START Input data
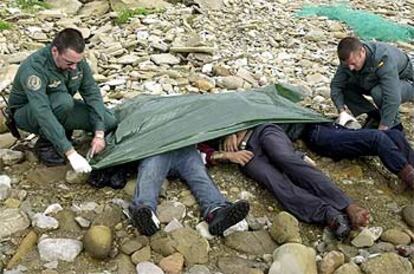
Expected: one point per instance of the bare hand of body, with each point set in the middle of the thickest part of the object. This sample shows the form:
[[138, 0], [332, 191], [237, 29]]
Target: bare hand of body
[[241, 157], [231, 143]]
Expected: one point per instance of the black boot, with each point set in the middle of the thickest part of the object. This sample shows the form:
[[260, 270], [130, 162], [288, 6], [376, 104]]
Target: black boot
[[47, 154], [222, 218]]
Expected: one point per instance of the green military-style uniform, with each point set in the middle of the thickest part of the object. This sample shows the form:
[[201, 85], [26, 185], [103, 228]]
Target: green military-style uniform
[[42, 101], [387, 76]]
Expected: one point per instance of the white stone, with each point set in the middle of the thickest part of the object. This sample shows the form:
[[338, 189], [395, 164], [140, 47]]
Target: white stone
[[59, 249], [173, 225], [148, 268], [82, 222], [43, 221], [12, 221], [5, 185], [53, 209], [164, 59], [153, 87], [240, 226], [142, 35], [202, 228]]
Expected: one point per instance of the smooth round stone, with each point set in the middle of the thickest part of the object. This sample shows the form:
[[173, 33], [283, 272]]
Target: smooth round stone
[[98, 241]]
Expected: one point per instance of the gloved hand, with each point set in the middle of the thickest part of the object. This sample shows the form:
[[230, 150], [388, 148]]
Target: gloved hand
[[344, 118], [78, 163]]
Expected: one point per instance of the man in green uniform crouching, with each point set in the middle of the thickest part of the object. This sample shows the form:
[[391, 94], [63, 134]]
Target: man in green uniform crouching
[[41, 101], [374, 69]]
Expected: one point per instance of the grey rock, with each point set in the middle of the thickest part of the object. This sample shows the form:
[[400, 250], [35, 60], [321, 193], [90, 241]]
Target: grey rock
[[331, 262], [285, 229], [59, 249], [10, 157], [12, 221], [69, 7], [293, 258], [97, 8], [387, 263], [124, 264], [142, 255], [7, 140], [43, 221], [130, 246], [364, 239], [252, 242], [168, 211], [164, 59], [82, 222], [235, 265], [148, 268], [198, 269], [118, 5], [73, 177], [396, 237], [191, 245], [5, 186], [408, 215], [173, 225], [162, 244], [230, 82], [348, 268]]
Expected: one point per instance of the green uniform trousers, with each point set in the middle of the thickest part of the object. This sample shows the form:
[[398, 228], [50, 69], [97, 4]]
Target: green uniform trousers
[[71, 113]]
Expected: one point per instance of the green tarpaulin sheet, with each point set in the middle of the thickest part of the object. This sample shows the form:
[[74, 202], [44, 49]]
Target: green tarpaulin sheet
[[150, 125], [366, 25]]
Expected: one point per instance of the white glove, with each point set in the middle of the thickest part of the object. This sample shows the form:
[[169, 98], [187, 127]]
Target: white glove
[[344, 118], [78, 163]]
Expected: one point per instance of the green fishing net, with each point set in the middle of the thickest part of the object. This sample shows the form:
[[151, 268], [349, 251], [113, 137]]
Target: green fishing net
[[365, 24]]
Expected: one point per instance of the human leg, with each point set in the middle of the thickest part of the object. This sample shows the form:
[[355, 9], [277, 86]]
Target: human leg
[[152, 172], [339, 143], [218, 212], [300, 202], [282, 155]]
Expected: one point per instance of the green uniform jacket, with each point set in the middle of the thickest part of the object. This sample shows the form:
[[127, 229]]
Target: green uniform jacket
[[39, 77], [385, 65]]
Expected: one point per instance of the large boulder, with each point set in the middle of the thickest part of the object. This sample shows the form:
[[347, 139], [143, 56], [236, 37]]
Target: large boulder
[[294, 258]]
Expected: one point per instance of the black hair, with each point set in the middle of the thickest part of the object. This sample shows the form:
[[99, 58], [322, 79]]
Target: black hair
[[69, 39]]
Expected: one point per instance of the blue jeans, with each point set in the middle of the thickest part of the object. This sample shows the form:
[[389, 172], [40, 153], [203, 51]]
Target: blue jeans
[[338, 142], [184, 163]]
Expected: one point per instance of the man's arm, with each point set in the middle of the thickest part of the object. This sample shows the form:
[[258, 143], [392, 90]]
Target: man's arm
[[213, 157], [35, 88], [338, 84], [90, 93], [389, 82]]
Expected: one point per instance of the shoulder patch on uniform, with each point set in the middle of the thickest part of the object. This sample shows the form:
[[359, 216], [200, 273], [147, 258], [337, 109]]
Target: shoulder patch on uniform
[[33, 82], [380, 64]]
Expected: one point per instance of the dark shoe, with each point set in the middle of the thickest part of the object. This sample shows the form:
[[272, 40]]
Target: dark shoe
END Input data
Work instruction –
The lines above that hold the string "shoe" are to be located and copied.

Exercise output –
Expected: one point per instance of the dark shoe, with each point set in the middle of the thickest part of the object. This sample shows the form:
Target: dark shoe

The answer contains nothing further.